Records for the exercise:
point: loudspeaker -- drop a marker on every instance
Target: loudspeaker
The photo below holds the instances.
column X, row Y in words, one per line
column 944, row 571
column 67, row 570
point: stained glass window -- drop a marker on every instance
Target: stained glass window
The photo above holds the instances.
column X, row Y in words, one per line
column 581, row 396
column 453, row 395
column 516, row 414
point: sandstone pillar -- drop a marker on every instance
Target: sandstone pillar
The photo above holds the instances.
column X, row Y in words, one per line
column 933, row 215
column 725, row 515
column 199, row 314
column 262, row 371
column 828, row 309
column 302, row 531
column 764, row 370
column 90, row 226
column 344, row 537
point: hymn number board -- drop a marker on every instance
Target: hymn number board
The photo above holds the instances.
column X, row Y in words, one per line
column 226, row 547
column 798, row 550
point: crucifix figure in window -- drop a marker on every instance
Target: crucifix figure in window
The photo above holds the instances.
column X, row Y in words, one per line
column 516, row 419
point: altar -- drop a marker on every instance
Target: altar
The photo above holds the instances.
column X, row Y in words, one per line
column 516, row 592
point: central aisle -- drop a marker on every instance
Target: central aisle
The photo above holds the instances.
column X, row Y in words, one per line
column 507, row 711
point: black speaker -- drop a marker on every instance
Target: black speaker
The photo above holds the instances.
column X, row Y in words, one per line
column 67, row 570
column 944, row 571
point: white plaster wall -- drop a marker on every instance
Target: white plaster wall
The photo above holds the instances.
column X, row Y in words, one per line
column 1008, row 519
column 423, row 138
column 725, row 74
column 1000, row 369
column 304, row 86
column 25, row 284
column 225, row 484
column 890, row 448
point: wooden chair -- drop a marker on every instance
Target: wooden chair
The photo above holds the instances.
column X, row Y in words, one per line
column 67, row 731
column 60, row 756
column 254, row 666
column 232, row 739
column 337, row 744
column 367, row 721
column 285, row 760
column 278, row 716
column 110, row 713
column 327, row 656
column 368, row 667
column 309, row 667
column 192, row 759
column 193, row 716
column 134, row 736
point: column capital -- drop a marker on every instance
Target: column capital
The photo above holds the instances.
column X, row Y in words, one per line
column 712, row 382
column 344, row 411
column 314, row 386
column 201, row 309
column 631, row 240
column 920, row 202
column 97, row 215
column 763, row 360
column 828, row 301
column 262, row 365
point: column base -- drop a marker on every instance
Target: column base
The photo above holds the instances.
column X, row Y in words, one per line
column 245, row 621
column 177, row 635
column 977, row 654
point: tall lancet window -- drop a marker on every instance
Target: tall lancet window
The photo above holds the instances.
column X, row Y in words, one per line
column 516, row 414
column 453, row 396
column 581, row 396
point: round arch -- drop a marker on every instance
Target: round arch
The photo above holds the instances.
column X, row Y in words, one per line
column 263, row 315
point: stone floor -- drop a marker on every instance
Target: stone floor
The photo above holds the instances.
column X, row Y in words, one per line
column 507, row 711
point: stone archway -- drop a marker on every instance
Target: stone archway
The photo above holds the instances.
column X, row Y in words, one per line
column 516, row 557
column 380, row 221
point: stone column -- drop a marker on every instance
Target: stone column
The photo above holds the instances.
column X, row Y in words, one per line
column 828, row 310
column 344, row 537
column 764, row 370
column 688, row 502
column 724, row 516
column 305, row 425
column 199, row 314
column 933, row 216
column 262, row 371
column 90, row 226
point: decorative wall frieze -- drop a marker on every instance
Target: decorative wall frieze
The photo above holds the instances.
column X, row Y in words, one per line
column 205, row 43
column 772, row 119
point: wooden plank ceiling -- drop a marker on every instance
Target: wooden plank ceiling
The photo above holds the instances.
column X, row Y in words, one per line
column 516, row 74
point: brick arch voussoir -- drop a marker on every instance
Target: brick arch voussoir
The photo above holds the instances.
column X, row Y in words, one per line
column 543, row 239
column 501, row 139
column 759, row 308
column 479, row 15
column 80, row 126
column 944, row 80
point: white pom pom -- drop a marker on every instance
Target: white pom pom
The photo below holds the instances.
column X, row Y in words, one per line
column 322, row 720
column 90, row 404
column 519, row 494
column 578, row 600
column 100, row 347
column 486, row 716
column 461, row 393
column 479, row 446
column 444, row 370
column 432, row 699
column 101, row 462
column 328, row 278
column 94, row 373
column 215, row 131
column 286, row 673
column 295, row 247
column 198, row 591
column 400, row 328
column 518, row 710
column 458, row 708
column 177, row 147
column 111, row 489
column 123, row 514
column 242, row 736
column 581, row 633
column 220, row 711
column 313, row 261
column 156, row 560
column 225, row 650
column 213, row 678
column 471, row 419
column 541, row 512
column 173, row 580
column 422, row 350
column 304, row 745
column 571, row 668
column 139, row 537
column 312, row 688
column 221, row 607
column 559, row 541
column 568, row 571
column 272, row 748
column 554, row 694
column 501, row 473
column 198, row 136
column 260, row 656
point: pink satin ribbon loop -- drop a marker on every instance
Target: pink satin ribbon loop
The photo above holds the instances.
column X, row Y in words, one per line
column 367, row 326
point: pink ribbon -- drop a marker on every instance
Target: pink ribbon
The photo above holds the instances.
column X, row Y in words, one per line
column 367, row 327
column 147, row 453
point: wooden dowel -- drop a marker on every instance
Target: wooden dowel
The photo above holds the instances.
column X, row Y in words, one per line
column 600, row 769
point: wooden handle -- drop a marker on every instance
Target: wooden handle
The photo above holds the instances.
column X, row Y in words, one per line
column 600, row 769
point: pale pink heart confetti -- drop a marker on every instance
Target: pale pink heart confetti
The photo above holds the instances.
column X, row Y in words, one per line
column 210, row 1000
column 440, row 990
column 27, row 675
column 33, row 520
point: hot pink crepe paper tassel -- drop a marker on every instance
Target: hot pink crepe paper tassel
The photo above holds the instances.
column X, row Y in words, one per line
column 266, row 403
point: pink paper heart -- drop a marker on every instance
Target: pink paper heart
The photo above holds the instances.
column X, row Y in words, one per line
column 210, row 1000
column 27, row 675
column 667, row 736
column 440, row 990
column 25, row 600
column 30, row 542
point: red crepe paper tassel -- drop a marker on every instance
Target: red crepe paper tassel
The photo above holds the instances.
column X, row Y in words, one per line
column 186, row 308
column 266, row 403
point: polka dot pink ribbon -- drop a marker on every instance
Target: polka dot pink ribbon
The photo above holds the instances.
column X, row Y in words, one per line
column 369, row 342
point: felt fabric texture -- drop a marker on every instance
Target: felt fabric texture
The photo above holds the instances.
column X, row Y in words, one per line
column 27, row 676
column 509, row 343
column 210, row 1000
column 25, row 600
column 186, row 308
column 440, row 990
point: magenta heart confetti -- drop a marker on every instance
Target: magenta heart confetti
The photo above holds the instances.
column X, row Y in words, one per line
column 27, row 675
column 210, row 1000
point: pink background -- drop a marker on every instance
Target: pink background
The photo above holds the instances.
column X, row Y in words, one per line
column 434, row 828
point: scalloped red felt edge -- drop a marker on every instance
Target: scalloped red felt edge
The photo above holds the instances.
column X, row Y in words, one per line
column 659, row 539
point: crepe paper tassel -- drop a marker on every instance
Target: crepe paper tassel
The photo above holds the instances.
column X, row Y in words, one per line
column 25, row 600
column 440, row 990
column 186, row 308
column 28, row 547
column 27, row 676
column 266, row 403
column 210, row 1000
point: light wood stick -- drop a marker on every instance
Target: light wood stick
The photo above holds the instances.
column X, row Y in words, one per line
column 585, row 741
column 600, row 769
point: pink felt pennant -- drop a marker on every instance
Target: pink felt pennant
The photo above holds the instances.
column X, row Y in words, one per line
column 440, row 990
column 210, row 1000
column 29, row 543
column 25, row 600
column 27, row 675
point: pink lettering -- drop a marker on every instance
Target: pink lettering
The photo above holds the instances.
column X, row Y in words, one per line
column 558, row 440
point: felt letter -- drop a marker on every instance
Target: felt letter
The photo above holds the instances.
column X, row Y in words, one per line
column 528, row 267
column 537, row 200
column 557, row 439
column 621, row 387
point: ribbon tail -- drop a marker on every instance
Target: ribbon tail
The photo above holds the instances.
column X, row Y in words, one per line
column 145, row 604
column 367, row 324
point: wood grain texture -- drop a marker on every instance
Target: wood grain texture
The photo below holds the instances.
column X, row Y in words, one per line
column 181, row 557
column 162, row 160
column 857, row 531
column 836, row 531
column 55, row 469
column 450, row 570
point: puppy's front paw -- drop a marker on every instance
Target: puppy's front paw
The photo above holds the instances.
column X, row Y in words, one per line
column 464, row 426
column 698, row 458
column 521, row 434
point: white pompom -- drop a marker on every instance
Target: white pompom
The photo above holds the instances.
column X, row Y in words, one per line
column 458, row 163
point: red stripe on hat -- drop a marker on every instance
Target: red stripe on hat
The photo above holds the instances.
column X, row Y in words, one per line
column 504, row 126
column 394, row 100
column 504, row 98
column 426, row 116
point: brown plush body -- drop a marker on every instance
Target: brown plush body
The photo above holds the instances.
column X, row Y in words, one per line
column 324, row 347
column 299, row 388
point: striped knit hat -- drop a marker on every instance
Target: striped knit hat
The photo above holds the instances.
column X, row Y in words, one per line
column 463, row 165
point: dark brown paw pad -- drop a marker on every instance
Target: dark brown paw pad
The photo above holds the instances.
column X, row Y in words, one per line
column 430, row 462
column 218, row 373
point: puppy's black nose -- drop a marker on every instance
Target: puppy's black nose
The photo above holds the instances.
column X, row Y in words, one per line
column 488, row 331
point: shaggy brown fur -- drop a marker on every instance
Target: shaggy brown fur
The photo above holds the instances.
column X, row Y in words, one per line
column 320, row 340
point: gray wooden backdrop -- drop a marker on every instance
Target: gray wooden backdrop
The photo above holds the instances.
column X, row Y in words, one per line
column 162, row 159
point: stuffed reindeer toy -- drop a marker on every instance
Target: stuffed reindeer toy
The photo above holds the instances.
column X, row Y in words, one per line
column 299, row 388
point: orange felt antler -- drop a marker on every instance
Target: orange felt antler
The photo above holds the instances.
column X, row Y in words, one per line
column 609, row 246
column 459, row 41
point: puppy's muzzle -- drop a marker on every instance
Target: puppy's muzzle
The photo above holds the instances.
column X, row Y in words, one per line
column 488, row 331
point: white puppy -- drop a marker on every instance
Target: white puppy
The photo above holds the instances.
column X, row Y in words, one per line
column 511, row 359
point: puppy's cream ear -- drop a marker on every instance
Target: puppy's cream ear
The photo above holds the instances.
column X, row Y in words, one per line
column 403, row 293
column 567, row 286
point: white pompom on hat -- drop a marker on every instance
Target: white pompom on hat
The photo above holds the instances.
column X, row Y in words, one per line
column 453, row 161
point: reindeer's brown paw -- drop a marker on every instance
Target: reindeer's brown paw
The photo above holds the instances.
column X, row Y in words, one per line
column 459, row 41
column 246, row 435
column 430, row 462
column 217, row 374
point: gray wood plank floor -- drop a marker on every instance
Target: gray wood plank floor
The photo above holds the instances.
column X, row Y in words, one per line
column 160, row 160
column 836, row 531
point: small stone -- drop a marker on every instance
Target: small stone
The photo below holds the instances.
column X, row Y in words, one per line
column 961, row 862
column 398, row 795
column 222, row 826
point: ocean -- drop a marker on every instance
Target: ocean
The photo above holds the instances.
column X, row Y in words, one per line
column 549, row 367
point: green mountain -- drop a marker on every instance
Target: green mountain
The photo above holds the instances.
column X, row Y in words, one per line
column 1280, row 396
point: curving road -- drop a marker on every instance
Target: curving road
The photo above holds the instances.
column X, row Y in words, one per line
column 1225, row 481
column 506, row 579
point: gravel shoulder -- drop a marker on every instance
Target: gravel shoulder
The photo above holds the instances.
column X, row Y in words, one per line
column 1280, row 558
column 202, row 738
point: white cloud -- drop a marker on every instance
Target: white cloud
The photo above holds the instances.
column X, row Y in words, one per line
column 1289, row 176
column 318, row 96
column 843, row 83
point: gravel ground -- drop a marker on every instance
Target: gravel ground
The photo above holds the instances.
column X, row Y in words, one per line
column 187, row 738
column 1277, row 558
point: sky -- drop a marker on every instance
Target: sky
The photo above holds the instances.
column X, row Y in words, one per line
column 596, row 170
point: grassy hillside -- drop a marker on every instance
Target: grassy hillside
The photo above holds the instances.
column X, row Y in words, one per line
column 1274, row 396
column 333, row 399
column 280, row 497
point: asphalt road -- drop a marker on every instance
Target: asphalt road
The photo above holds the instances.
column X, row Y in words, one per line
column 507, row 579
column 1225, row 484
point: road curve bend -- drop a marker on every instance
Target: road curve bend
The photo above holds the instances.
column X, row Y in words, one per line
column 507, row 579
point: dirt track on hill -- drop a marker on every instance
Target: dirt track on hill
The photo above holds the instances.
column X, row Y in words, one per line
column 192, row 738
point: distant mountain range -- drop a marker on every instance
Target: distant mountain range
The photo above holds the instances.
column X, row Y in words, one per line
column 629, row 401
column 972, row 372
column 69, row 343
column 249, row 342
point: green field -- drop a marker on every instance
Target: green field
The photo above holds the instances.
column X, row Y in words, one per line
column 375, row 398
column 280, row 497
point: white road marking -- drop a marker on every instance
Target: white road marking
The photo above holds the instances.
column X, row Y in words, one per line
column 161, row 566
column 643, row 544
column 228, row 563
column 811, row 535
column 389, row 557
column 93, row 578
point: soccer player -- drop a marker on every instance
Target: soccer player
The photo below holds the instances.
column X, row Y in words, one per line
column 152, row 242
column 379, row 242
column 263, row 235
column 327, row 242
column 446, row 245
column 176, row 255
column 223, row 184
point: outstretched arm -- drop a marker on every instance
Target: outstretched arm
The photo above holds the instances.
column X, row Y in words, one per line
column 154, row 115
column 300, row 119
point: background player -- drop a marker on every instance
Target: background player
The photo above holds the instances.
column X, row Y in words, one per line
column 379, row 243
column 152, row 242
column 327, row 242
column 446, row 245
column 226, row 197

Description of the task: Which lines of the data include "pompom"? Copy each of them.

Finished exercise:
point: white pompom -- drop a marker on every instance
Target: white pompom
point: white pompom on hat -- drop a marker on every instance
Target: white pompom on hat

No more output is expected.